• [REQUEST] Reproduce the lines of the material below without any change, starting at the line that contains "If you would be willing to mark the faucet" and stopping after the line that contains "Query: faucet handle". Include both of those lines.

• [INPUT FOR THIS TASK]
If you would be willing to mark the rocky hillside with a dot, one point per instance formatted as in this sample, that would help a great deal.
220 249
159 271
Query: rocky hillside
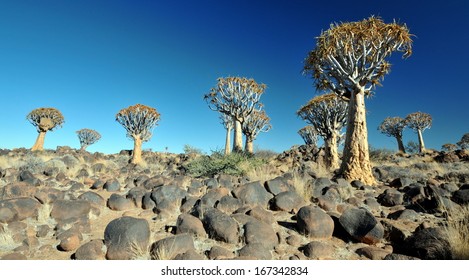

* * *

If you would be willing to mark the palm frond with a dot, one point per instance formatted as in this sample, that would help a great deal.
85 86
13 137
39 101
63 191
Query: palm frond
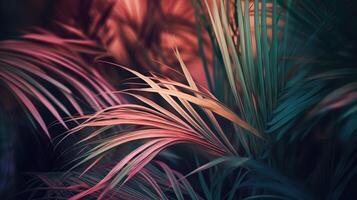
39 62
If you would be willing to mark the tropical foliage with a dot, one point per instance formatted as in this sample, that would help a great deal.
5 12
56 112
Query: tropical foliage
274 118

---

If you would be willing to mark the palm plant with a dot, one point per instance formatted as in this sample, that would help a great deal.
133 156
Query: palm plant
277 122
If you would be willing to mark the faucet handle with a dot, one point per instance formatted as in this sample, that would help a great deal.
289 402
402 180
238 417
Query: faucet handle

• [ANSWER TO THE TASK]
If you would be willing to mark the faucet handle with a dot, one point per instance formatted as in this sample, that would help a great deal.
289 402
402 180
238 417
Query: faucet handle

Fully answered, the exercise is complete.